▶ **Given problem**: Reproduce all of the material below line for line, keeping every character, space, and line break unchanged.

▶ **Task material**:

####

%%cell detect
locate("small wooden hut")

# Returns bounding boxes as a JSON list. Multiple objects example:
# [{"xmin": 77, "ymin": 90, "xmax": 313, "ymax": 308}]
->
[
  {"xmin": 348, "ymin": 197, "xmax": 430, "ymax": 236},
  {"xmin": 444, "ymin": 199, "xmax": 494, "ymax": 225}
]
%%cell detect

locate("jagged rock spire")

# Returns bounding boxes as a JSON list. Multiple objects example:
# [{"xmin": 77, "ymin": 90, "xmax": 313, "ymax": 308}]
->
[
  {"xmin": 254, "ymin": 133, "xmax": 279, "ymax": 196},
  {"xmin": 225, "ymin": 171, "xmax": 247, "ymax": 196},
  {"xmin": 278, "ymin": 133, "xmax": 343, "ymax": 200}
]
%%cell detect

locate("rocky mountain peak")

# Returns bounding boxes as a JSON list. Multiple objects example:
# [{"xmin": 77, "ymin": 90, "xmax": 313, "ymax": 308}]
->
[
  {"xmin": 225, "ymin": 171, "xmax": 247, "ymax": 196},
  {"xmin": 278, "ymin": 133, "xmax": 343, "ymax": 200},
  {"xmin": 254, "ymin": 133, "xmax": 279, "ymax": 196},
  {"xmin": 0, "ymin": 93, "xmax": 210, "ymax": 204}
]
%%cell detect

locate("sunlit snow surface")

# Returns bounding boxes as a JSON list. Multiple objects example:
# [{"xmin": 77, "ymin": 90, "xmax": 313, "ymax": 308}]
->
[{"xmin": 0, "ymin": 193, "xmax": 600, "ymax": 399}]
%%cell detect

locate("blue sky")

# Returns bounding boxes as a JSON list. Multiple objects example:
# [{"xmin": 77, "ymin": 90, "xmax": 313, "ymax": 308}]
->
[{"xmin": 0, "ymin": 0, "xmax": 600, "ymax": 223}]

####

▶ **Solved problem**:
%%cell detect
locate("small wooden hut")

# Returns bounding boxes as a JSON list. Multiple objects example:
# [{"xmin": 77, "ymin": 90, "xmax": 313, "ymax": 308}]
->
[
  {"xmin": 348, "ymin": 197, "xmax": 430, "ymax": 236},
  {"xmin": 444, "ymin": 199, "xmax": 494, "ymax": 225}
]
%%cell detect

locate("jagged rock spire")

# Returns bounding boxes as a JSON list. Multiple objects example:
# [{"xmin": 77, "ymin": 90, "xmax": 313, "ymax": 308}]
->
[
  {"xmin": 254, "ymin": 133, "xmax": 279, "ymax": 196},
  {"xmin": 225, "ymin": 171, "xmax": 247, "ymax": 196},
  {"xmin": 278, "ymin": 133, "xmax": 343, "ymax": 200}
]
%%cell detect

locate("rocky mountain peak")

# Returns bounding boxes as a JSON list. Multiple objects example:
# [{"xmin": 77, "ymin": 90, "xmax": 313, "ymax": 308}]
->
[
  {"xmin": 225, "ymin": 171, "xmax": 247, "ymax": 196},
  {"xmin": 278, "ymin": 133, "xmax": 343, "ymax": 200},
  {"xmin": 254, "ymin": 133, "xmax": 279, "ymax": 196},
  {"xmin": 0, "ymin": 93, "xmax": 210, "ymax": 204}
]
%%cell detect

locate("sunlit snow surface")

# Returns bounding boxes as a JSON list. Multiple objects example:
# [{"xmin": 77, "ymin": 90, "xmax": 313, "ymax": 308}]
->
[{"xmin": 0, "ymin": 193, "xmax": 600, "ymax": 399}]
%%cell detect

locate("blue sky")

# Returns bounding boxes as a JSON list. Multiple objects example:
# [{"xmin": 77, "ymin": 90, "xmax": 313, "ymax": 308}]
->
[{"xmin": 0, "ymin": 0, "xmax": 600, "ymax": 223}]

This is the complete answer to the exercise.